> _Coordinate annotation records_

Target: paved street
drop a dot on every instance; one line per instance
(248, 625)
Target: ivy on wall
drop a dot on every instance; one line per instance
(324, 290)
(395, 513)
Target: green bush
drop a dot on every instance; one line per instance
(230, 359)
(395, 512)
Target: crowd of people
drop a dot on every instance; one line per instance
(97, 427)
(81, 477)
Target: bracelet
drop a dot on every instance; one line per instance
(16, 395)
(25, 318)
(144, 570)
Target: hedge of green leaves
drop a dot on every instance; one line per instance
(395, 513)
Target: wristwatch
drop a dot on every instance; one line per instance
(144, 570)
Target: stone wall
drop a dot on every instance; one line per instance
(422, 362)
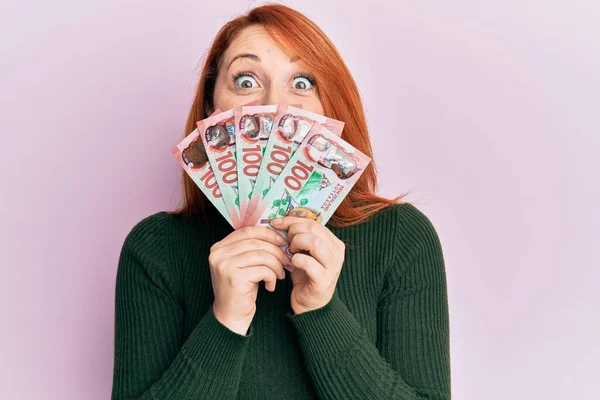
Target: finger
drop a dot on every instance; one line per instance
(308, 264)
(260, 273)
(314, 245)
(312, 227)
(249, 232)
(253, 258)
(246, 245)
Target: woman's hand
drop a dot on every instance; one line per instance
(237, 264)
(316, 264)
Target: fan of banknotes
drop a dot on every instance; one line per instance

> _Exercise instructions_
Convert every line of the records above into a JSON list of strings, one string per line, omitting blank lines and leaving out the pictures.

> _Response to the task_
[
  "Target: paved street",
  "drop a dot on every instance; one line per instance",
  "(248, 625)",
  "Target: ivy on wall",
  "drop a dot on every instance; one line per instance",
  "(324, 290)",
  "(395, 513)",
  "Target: green bush",
  "drop a dot on every instance; one line per instance",
  "(230, 359)",
  "(395, 512)",
  "Target: crowd of people",
  "drop a dot on every instance; one line per instance",
  "(97, 427)",
  "(81, 477)",
  "Target: bracelet",
  "drop a dot on every instance; one line per instance",
  "(16, 395)",
  "(25, 318)",
  "(144, 570)",
  "Target: hedge of green leaves",
  "drop a dot on every instance; one line per instance",
  "(395, 513)",
  "Target: wristwatch",
  "drop a dot on every instance; one line per instance",
  "(144, 570)",
  "Target: stone wall",
  "drop a dot on every instance; one line per instance",
  "(422, 362)",
  "Target: finger",
  "drop a dot on every instance; one line per instance",
  "(308, 264)",
  "(260, 273)",
  "(314, 245)",
  "(312, 227)",
  "(249, 232)",
  "(253, 258)",
  "(246, 245)",
  "Target: woman's hand",
  "drop a dot on every instance; one line per instance",
  "(237, 264)",
  "(316, 264)",
  "Target: fan of banknotes",
  "drop a dot on every instance; one line per instance"
]